_About this exercise_
Wherever a line in the material contains the word "below", copy that line.

___

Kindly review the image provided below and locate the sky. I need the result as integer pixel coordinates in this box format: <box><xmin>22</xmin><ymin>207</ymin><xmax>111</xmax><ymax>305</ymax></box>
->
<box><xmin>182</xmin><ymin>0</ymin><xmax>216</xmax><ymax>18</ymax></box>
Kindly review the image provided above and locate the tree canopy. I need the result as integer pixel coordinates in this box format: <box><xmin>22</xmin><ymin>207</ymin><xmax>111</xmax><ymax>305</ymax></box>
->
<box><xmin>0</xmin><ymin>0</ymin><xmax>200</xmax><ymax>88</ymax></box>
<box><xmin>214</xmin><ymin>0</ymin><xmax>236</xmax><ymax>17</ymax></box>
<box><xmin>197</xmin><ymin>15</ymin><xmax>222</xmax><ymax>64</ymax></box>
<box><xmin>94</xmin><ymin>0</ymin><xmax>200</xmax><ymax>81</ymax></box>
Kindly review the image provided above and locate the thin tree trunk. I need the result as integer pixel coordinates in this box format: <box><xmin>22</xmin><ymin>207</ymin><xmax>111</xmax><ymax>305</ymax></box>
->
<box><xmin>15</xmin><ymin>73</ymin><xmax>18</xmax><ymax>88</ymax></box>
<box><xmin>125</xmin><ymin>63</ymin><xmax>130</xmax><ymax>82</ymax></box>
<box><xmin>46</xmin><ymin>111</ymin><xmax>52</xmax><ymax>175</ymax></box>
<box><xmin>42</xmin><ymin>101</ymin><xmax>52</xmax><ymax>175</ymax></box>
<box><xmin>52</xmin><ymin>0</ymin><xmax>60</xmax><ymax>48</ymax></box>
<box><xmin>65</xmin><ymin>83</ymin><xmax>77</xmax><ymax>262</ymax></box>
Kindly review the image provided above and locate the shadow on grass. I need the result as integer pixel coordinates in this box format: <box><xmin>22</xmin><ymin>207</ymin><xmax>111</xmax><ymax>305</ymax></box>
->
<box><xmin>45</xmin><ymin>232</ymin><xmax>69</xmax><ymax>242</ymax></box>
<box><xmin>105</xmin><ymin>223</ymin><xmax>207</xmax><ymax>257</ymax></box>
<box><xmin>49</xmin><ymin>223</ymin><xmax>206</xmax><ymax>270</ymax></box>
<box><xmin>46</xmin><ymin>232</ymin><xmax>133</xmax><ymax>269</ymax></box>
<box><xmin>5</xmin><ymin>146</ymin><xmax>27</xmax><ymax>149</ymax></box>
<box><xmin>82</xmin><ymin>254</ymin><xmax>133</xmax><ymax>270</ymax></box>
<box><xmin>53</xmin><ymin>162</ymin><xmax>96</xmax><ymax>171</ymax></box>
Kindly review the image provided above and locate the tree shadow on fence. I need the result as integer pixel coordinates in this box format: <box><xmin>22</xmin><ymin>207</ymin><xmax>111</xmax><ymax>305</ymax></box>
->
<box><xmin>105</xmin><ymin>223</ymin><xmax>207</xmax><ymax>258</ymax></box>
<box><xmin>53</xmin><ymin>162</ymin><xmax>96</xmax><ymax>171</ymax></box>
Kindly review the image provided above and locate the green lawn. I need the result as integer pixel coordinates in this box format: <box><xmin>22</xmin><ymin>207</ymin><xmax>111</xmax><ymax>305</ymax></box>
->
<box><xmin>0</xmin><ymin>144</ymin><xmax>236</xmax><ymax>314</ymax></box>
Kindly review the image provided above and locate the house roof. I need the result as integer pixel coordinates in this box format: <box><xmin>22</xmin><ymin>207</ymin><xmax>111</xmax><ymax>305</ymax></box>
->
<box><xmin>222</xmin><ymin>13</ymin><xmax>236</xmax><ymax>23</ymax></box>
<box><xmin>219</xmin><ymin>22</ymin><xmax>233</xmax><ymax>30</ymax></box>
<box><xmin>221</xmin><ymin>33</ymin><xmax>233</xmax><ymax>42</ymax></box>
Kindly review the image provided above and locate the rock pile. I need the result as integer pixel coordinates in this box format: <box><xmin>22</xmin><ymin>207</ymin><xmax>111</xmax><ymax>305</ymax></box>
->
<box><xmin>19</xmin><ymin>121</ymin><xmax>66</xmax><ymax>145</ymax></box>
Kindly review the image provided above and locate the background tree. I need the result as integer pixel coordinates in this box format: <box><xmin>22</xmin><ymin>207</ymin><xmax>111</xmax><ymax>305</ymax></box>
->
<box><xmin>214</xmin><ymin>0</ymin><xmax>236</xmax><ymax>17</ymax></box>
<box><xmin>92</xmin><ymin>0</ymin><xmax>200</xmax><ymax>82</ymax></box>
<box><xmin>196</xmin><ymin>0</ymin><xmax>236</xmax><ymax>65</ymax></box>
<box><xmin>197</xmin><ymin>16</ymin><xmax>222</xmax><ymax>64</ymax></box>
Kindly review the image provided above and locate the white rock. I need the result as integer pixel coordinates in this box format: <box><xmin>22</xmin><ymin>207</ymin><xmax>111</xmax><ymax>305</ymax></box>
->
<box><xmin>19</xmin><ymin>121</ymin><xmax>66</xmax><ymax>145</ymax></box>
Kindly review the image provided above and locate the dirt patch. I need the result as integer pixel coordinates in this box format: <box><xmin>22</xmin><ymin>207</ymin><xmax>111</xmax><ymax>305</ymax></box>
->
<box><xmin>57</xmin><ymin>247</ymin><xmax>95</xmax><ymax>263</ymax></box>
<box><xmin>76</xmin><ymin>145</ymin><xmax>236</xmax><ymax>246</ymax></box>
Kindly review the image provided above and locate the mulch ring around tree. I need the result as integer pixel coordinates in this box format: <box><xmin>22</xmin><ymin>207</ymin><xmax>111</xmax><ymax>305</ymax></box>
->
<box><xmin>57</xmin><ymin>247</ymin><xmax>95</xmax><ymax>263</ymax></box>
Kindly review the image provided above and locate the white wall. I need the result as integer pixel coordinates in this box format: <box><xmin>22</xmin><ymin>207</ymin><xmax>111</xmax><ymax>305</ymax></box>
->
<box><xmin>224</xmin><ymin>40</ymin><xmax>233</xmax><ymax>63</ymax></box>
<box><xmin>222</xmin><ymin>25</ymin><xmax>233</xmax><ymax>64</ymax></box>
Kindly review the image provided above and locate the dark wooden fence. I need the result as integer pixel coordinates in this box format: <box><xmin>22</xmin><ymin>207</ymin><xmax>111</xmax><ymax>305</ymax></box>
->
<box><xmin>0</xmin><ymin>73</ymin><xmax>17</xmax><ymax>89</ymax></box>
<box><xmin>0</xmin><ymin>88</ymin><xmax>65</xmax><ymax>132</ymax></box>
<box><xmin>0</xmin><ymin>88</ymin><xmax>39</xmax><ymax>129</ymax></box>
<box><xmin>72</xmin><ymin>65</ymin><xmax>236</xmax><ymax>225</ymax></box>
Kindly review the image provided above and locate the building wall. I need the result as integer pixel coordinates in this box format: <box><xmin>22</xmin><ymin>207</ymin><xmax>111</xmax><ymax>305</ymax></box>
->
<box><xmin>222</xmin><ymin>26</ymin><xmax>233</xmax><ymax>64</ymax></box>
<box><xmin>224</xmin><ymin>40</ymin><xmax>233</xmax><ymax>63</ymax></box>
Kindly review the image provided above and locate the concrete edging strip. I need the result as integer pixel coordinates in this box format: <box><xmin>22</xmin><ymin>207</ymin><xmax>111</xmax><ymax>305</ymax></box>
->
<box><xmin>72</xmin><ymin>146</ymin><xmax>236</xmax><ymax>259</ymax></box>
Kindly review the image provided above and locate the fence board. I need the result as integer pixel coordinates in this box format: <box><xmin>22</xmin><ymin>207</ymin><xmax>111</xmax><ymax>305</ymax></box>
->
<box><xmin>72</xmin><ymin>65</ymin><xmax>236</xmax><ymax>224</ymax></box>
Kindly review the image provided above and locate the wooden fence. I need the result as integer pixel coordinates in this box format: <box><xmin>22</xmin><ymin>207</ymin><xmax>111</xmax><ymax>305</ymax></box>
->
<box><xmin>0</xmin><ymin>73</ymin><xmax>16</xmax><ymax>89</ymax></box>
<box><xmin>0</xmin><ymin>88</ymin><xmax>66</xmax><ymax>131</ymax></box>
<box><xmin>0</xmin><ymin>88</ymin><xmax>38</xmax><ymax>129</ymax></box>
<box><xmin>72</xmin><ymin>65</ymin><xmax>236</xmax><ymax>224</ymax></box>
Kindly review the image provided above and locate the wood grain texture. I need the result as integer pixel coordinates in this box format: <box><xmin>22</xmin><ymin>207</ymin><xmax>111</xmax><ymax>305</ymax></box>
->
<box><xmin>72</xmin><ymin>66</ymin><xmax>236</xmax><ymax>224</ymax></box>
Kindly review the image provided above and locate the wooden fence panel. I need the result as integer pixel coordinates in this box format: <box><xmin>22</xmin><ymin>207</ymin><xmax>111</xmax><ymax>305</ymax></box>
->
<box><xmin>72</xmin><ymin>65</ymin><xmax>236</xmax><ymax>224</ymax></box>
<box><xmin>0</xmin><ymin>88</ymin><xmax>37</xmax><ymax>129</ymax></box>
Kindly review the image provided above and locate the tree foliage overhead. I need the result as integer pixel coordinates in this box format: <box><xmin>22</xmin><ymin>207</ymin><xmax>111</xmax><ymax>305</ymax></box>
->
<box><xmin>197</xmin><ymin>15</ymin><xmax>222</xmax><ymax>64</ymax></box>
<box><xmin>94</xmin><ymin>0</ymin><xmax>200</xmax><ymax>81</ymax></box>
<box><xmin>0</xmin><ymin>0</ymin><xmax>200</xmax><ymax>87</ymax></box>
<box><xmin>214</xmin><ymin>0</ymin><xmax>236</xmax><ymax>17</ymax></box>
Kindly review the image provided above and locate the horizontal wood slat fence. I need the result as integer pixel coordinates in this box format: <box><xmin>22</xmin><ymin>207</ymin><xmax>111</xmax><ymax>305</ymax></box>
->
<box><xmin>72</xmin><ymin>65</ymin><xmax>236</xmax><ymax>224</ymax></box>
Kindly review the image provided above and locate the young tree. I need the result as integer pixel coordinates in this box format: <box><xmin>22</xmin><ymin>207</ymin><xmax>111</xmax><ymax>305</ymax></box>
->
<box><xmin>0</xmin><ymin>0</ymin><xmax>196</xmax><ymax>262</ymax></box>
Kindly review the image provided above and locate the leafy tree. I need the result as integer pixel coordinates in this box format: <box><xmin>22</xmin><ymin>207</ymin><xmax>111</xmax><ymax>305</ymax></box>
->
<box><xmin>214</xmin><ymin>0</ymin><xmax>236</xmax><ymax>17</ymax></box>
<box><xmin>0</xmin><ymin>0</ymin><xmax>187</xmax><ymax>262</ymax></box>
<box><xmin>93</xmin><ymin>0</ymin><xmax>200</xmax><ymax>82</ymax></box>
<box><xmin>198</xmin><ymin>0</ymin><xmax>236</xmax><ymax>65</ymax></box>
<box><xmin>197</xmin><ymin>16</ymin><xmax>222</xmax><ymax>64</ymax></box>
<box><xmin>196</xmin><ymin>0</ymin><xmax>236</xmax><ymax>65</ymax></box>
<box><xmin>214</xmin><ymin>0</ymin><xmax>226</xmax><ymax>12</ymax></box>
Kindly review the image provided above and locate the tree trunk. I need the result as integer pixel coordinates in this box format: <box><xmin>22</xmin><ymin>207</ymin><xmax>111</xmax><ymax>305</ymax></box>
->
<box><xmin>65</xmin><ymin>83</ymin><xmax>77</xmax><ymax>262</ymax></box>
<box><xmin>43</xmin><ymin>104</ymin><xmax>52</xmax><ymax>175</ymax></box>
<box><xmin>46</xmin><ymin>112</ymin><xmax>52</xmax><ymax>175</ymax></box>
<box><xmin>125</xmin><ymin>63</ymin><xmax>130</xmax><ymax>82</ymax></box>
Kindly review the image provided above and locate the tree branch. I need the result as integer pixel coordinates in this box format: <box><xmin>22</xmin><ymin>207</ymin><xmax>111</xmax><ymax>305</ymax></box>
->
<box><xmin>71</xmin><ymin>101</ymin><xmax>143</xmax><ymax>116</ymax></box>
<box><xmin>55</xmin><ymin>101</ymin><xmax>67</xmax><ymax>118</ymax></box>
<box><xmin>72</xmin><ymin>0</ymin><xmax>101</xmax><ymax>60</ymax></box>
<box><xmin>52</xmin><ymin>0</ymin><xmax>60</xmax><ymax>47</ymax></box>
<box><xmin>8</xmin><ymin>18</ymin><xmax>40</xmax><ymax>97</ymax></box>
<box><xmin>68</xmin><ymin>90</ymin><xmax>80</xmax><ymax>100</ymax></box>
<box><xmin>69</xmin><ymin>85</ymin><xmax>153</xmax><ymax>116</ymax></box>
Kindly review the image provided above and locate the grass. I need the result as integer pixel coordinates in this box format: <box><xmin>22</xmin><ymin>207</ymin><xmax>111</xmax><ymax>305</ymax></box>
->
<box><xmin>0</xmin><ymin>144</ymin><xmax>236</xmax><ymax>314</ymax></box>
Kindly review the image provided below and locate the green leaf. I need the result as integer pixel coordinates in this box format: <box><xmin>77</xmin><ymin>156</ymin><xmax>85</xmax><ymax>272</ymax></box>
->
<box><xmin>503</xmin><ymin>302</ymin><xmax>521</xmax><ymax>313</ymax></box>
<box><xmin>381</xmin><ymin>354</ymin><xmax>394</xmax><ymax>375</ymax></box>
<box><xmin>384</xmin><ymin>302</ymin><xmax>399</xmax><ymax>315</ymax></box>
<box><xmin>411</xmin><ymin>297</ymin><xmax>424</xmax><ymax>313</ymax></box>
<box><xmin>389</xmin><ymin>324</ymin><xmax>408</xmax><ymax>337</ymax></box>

___

_Answer space_
Kindly review the image provided below and locate the sky. I need the result as integer pixel coordinates in this box format: <box><xmin>22</xmin><ymin>207</ymin><xmax>111</xmax><ymax>305</ymax></box>
Kindly review the image provided below and locate the green leaf. I need the result as integer pixel coordinates in this box format: <box><xmin>77</xmin><ymin>156</ymin><xmax>85</xmax><ymax>272</ymax></box>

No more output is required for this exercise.